>> start Passage to read

Cochin Minerals and Rutile Limited (CMRL)
- Company type: Public
- Traded as: BSE: 513353
- Industry: Chemicals
- Founded: 18 August 1989
- Headquarters: Edayar Industrial Development Area, Aluva, Kochi, India
- Key people: R.K. Garg, Chairman . Dr.S.N. Sasidharan Kartha, MD
- Products: Beneficiated Ilmenite (Synthetic Rutile), Ferric Chloride, Ferrous Chloride, Cemox
- Revenue: ₹1,129 million (US$12 million) (2009-2010)
- Operating income: ₹15.32 crore (US$1.6 million) (2009-2010)
- Net income: ₹5.89 crore (US$610,000) (2009-2010)
- Total assets: ₹601 million (US$6.3 million) (2009-2010)
- Total equity: ₹78.3 million (US$820,000) (2009-2010)
- Website: www.cmrlindia.com

= Cochin Minerals and Rutile Limited =

Indian chemicals company

Cochin Minerals and Rutile Limited (CMRL) is a publicly listed chemicals company based in Kochi, Kerala, India. The company was founded in 1989 by Dr. S.N. Sasidharan Kartha with assistance from the Kerala State Industrial Development Corporation (KSIDC). The company is the only listed Indian entity in the synthetic rutile space.

>> end Passage to read
>> start Data

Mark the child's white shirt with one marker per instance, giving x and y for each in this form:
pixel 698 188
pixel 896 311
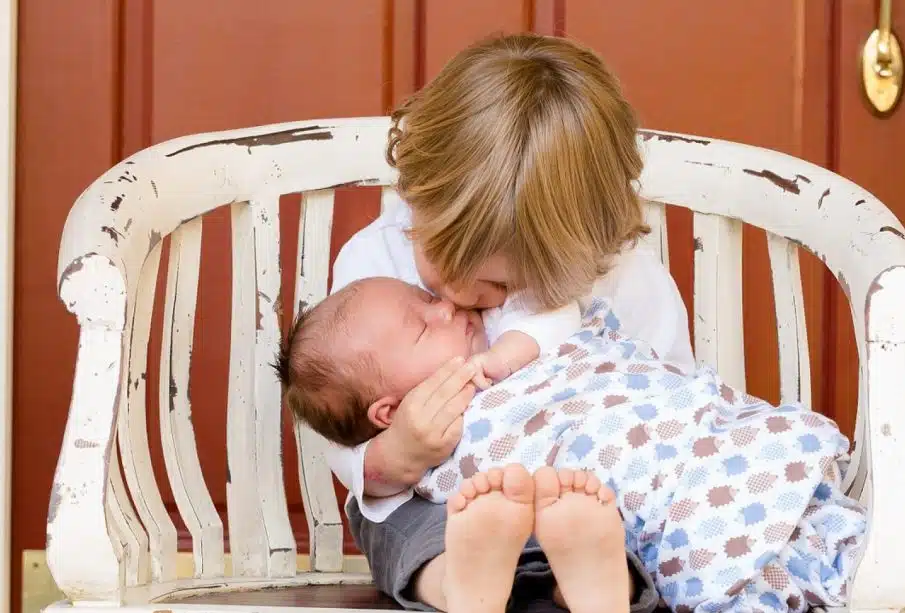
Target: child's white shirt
pixel 643 296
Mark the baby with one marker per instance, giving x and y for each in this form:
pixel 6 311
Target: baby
pixel 731 504
pixel 359 352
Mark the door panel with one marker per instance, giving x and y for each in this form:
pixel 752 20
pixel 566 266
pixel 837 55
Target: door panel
pixel 871 152
pixel 710 72
pixel 66 134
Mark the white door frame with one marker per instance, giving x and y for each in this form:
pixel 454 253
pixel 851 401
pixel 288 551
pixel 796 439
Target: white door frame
pixel 8 30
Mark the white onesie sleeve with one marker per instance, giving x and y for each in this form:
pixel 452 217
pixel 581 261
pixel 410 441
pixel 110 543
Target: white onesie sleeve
pixel 548 329
pixel 379 250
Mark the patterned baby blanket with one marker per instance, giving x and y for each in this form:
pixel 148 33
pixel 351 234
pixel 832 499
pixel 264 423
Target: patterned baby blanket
pixel 731 503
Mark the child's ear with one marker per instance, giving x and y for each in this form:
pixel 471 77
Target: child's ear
pixel 381 412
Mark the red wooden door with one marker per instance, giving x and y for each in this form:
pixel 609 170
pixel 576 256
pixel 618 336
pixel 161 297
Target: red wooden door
pixel 101 80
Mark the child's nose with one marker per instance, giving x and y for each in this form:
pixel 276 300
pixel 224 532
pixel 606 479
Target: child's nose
pixel 465 299
pixel 441 312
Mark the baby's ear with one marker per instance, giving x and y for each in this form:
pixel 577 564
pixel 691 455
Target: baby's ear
pixel 381 412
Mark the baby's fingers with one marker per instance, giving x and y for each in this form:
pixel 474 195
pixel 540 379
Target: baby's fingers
pixel 481 381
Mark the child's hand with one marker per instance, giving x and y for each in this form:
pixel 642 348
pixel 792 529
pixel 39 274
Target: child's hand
pixel 490 368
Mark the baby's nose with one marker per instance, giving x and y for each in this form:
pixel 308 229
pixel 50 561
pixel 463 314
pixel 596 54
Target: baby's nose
pixel 441 311
pixel 465 299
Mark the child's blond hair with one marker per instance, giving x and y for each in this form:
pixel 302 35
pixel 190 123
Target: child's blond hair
pixel 522 145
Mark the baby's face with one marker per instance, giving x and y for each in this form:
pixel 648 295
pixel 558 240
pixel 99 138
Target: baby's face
pixel 410 332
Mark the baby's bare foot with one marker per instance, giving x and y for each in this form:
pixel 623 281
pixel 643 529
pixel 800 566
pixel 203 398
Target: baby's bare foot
pixel 580 530
pixel 490 520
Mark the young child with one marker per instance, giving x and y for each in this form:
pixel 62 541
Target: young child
pixel 777 533
pixel 374 341
pixel 517 169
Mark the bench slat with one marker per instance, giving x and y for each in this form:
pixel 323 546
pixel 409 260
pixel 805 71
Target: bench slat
pixel 792 335
pixel 655 217
pixel 319 497
pixel 247 539
pixel 133 430
pixel 176 431
pixel 718 336
pixel 267 393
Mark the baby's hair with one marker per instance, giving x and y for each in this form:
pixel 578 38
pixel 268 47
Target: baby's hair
pixel 522 145
pixel 321 389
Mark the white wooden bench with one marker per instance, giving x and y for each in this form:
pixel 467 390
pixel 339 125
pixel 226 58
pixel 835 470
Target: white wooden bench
pixel 111 542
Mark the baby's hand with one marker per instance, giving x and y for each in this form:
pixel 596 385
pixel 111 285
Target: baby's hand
pixel 490 368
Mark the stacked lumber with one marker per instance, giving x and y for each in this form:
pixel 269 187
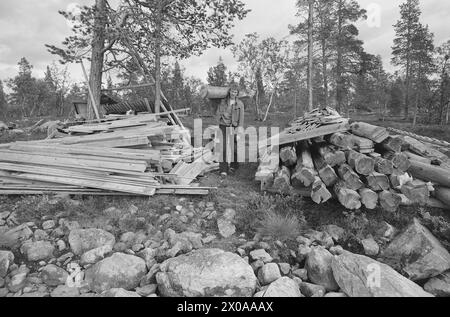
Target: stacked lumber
pixel 360 166
pixel 136 155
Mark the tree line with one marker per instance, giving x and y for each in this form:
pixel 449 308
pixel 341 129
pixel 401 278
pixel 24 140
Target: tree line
pixel 321 61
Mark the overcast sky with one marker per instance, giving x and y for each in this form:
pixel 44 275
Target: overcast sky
pixel 26 25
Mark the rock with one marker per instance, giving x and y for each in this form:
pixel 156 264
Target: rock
pixel 119 292
pixel 318 265
pixel 261 255
pixel 371 247
pixel 439 286
pixel 118 271
pixel 64 291
pixel 53 275
pixel 83 240
pixel 226 228
pixel 6 259
pixel 283 287
pixel 18 282
pixel 37 251
pixel 269 273
pixel 336 295
pixel 302 253
pixel 321 238
pixel 337 250
pixel 47 225
pixel 361 276
pixel 337 233
pixel 12 239
pixel 418 253
pixel 285 268
pixel 206 273
pixel 257 265
pixel 312 290
pixel 95 255
pixel 301 273
pixel 147 290
pixel 40 235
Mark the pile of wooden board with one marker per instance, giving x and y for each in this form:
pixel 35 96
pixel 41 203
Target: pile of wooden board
pixel 122 156
pixel 360 165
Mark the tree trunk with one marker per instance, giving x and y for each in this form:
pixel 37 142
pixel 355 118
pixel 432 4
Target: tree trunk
pixel 97 57
pixel 310 54
pixel 158 36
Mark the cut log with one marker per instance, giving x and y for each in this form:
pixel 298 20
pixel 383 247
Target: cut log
pixel 390 201
pixel 342 140
pixel 369 198
pixel 362 164
pixel 414 157
pixel 305 173
pixel 282 181
pixel 378 182
pixel 326 172
pixel 393 144
pixel 399 178
pixel 443 195
pixel 430 173
pixel 320 194
pixel 401 162
pixel 384 166
pixel 350 178
pixel 348 198
pixel 417 191
pixel 363 143
pixel 432 202
pixel 374 133
pixel 331 156
pixel 288 156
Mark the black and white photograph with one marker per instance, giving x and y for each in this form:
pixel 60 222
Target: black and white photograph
pixel 219 156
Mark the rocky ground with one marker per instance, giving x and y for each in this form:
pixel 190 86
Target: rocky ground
pixel 193 248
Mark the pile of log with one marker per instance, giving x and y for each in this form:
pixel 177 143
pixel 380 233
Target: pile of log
pixel 364 166
pixel 135 155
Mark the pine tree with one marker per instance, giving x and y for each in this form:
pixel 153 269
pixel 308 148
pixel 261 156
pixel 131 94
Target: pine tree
pixel 217 75
pixel 3 102
pixel 406 29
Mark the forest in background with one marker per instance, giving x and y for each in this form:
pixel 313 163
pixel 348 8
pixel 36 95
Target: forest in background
pixel 144 41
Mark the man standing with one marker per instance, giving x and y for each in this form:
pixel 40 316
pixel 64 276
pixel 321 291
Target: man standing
pixel 230 114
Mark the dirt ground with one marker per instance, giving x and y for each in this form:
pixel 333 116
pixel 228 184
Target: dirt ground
pixel 240 192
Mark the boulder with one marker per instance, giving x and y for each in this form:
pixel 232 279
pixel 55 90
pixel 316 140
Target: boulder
pixel 37 251
pixel 206 273
pixel 371 247
pixel 14 237
pixel 6 259
pixel 65 291
pixel 439 285
pixel 269 273
pixel 283 287
pixel 318 265
pixel 312 290
pixel 418 253
pixel 118 271
pixel 83 240
pixel 53 275
pixel 95 255
pixel 226 227
pixel 119 292
pixel 261 255
pixel 361 276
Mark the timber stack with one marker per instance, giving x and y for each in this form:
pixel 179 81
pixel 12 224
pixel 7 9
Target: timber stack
pixel 123 155
pixel 324 156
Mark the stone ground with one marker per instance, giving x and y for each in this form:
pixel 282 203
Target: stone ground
pixel 234 242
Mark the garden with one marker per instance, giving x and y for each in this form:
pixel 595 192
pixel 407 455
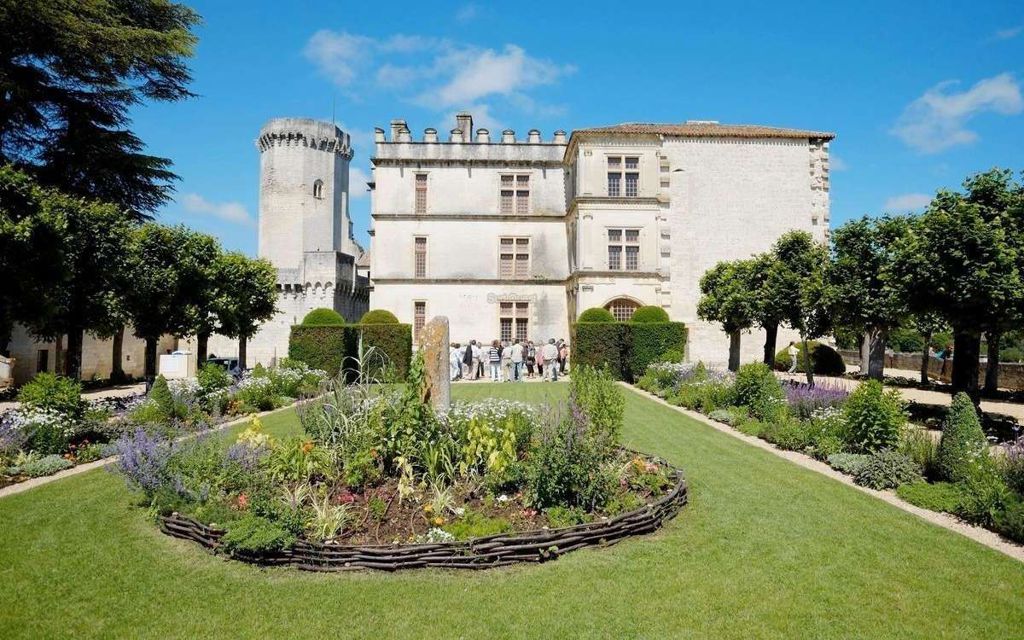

>> end Data

- [Task list]:
A - In the Cochin Minerals and Rutile Limited profile:
(i) On what date was the company founded?
(ii) Who is named as chairman?
(iii) Which state body helped found the company?
B - How would you render this sentence from the CMRL profile in Spanish: "The company is the only listed Indian entity in the synthetic rutile space."
C - Can you continue the profile of Cochin Minerals and Rutile Limited past its final sentence?

- [The responses]:
A -
(i) 18 August 1989
(ii) R.K. Garg
(iii) The Kerala State Industrial Development Corporation (KSIDC)

B - La empresa es la única entidad india cotizada en el sector del rutilo sintético.

C -
==Plant location==
- Aluva (Kerala) - The plant is located at Edayar Industrial Development Area, which is about 15 kilometers from the Cochin Port and 100 kilometers from the Ilmenite deposits. The company started production with a capacity of 10000 TPA of Synthetic Rutile and 12500 TPA of Ferric Chloride. Subsequent, the company enhanced its production capacity of Synthetic Rutile to 45000 TPA, Ferric Chloride to 24000 TPA, Ferrous Chloride to 72000 TPA and Cemox to 18000 TPA.

==Product range==
- Beneficiated Ilmenite (Synthetic Rutile)
- Ferric Chloride
- Ferrous Chloride

== Controversies ==

- In a raid conducted by Income Tax Department in 2019, it was revealed that the company inflates its expenses and pay bribes to several politicians in Kerala.
- In 2018 - 19 there were protest named Save Alappad in Kollam district against alleged illegal mining carried out under the aegis of CMRL.
- In June 2023, Income Tax Interim Settlement Board, Delhi ruled that the company paid illegal payments to daughter of Pinarayi Vijayan by giving bogus contracts to her company Exalogics.
- In February 2024, Serious Fraud Investigation Office conducted probe against the company over alleged deal with Veena Vijayan.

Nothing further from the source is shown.